» **Extracted data**
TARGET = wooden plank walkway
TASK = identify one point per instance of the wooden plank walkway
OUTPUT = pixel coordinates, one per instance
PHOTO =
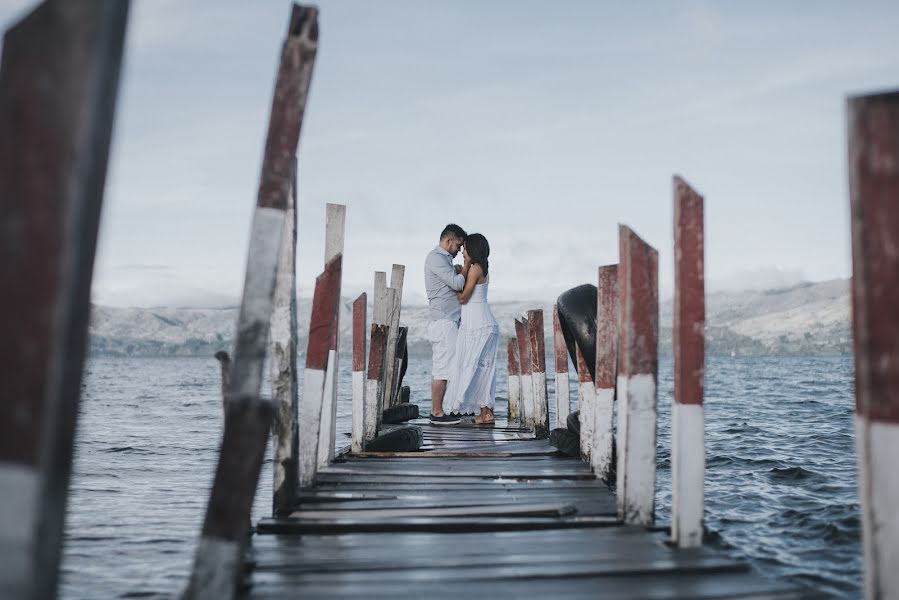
(480, 512)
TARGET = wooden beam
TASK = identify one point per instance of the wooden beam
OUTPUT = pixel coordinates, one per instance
(563, 393)
(58, 85)
(606, 369)
(638, 275)
(874, 212)
(283, 363)
(538, 370)
(335, 225)
(359, 406)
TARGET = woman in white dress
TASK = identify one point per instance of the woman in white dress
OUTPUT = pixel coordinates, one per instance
(473, 382)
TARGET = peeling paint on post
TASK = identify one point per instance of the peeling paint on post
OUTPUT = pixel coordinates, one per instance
(606, 369)
(586, 404)
(688, 337)
(283, 364)
(58, 86)
(538, 373)
(527, 382)
(322, 325)
(514, 411)
(360, 308)
(638, 274)
(335, 225)
(874, 212)
(563, 397)
(249, 416)
(373, 387)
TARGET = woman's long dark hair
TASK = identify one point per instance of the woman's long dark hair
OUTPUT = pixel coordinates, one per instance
(478, 249)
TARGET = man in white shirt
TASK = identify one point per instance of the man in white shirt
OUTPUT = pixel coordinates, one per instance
(442, 281)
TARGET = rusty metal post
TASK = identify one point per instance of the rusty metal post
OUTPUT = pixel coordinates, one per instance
(638, 286)
(249, 416)
(606, 369)
(688, 336)
(58, 85)
(560, 351)
(874, 213)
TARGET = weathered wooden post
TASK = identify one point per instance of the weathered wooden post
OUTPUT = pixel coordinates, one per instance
(638, 275)
(688, 337)
(249, 416)
(514, 411)
(360, 308)
(538, 371)
(335, 224)
(374, 384)
(606, 369)
(283, 362)
(393, 320)
(563, 395)
(874, 204)
(527, 381)
(586, 404)
(58, 85)
(322, 325)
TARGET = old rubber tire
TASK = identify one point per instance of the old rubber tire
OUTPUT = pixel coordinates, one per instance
(566, 442)
(400, 413)
(577, 318)
(402, 439)
(574, 422)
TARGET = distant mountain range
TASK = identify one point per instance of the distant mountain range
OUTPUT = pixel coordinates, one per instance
(805, 319)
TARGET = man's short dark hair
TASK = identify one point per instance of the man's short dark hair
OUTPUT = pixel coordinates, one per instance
(454, 230)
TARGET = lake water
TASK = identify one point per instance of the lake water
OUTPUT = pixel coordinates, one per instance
(780, 477)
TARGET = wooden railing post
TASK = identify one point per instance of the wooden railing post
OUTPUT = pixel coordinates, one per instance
(560, 351)
(638, 274)
(322, 324)
(283, 363)
(527, 382)
(335, 225)
(688, 337)
(514, 411)
(538, 373)
(586, 404)
(58, 86)
(360, 308)
(874, 209)
(249, 416)
(606, 369)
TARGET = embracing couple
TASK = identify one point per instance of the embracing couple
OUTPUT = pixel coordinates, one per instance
(462, 330)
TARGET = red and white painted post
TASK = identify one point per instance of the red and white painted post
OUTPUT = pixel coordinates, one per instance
(360, 308)
(538, 373)
(688, 336)
(874, 203)
(527, 381)
(322, 325)
(335, 225)
(638, 286)
(586, 402)
(563, 395)
(606, 369)
(58, 88)
(248, 415)
(514, 411)
(374, 382)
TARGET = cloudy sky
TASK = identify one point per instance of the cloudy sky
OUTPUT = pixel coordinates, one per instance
(541, 126)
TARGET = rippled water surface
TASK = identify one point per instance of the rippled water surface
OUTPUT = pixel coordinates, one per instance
(780, 480)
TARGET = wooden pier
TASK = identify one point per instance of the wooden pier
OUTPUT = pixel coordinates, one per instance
(479, 512)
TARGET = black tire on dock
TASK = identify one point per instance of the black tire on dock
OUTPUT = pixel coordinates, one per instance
(565, 441)
(400, 413)
(402, 439)
(577, 318)
(573, 422)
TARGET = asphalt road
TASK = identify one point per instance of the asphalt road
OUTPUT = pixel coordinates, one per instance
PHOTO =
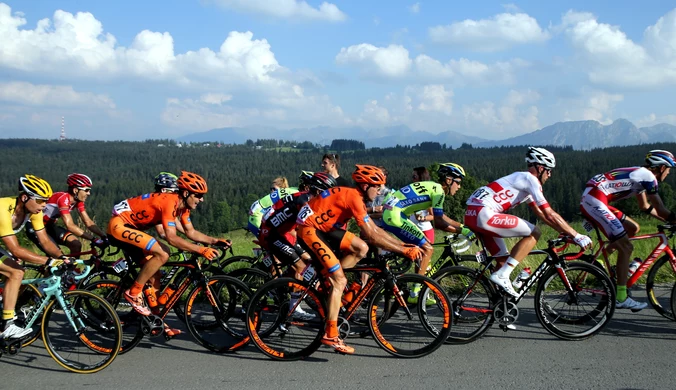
(635, 351)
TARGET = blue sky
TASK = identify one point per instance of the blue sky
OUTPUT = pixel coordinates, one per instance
(162, 69)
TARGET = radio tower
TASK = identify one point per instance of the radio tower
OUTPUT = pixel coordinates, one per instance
(63, 129)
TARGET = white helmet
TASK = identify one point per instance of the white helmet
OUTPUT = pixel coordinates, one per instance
(540, 156)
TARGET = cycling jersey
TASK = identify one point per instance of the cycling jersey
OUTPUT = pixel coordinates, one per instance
(7, 223)
(321, 219)
(622, 183)
(485, 207)
(508, 192)
(133, 216)
(611, 186)
(405, 202)
(261, 206)
(60, 204)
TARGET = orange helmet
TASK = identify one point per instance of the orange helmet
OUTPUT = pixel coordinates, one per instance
(368, 174)
(192, 182)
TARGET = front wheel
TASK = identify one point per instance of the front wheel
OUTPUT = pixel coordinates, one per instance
(405, 327)
(575, 302)
(215, 313)
(661, 280)
(79, 344)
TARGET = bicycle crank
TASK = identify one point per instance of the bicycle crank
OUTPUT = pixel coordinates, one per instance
(505, 314)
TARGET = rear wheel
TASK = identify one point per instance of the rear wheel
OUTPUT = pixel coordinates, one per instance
(661, 280)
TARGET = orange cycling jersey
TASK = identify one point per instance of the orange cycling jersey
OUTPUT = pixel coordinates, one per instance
(146, 211)
(332, 208)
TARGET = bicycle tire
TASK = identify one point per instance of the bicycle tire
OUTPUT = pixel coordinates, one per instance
(224, 330)
(277, 334)
(101, 339)
(130, 320)
(426, 329)
(473, 308)
(661, 280)
(582, 313)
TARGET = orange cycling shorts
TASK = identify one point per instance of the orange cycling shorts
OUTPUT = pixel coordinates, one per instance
(129, 235)
(324, 245)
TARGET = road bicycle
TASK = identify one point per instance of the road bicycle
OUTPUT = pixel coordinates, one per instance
(661, 270)
(213, 307)
(400, 328)
(573, 300)
(80, 330)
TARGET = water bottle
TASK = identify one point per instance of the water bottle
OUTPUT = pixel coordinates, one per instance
(634, 266)
(525, 274)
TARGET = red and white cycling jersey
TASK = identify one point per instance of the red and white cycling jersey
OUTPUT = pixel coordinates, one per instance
(622, 183)
(508, 192)
(59, 204)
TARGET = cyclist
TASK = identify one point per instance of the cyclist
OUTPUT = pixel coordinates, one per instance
(262, 205)
(622, 183)
(486, 207)
(422, 195)
(60, 205)
(278, 231)
(133, 216)
(15, 213)
(320, 233)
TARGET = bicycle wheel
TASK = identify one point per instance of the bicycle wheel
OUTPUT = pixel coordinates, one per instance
(95, 343)
(275, 331)
(410, 330)
(130, 320)
(661, 280)
(577, 312)
(237, 262)
(472, 297)
(219, 324)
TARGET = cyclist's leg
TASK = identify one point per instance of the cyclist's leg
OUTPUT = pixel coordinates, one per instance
(314, 240)
(13, 272)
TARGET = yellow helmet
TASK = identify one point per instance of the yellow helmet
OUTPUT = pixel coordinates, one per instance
(35, 187)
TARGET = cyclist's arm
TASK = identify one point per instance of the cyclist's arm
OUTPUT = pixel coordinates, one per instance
(380, 238)
(91, 225)
(553, 219)
(653, 205)
(73, 228)
(12, 245)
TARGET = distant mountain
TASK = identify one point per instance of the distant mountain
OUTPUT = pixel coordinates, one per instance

» **Goal of the exercise**
Starting at the line containing "TARGET = orange cycling shorts" and running through the final line of the records, reproduce every line in order, requests included, with each pixel coordinate in the answers multiplied by 0.7 and rounded to the nearest whole number, halves going up. Output only that span.

» **Solution to this exercise**
TARGET = orange cycling shorts
TASK = identify one point per instance of the orange cycling shorts
OUTPUT = pixel coordinates, one per instance
(90, 165)
(227, 172)
TARGET = road bicycle
TASK = identify one point per instance of the road bicycle
OUTPUT = pixel coordinates, one per instance
(463, 189)
(149, 215)
(280, 230)
(401, 210)
(56, 231)
TARGET = water bottle
TASK = identify one point per instance of the water bottle
OUTPUT = pixel coordinates, one per instance
(444, 186)
(368, 192)
TARGET = red and white cycling jersey
TASK = identify one point per instance of the red and white cycling jersey
OUTPUT = pixel coordinates, one per instance
(435, 128)
(356, 134)
(41, 143)
TARGET = cyclist
TASK = identify one point per instance of the cyclist
OUTPUT = pixel coordinates, one per instance
(183, 144)
(435, 128)
(340, 145)
(295, 137)
(42, 144)
(195, 162)
(93, 151)
(11, 149)
(224, 163)
TARGET = bicycle wheel
TASK = identify one point per instance of the bicycle wheel
OUTPUT = pixel coordinates, one per instance
(67, 240)
(193, 232)
(287, 231)
(91, 224)
(463, 196)
(404, 218)
(166, 183)
(330, 208)
(153, 227)
TARGET = cyclist's leg
TASK = identify one point per instance of the cyclist's leg
OUTPUT = pixel coordinates, one per instance
(220, 168)
(9, 190)
TARGET = yellow helmet
TASK = identify one point per instance of the yellow helmet
OUTPUT = pixel coordinates, one per instance
(25, 131)
TARGET = cyclist's arm
TASK = identify one point per instance of the cyclist's arm
OUTPUT = pixel coordinates, one per instance
(266, 167)
(64, 158)
(387, 153)
(457, 144)
(51, 160)
(8, 172)
TARGET = distant mountain
TASK = identify one point per instance of the distant mountain
OUTPUT = pixel coordinates, one per instance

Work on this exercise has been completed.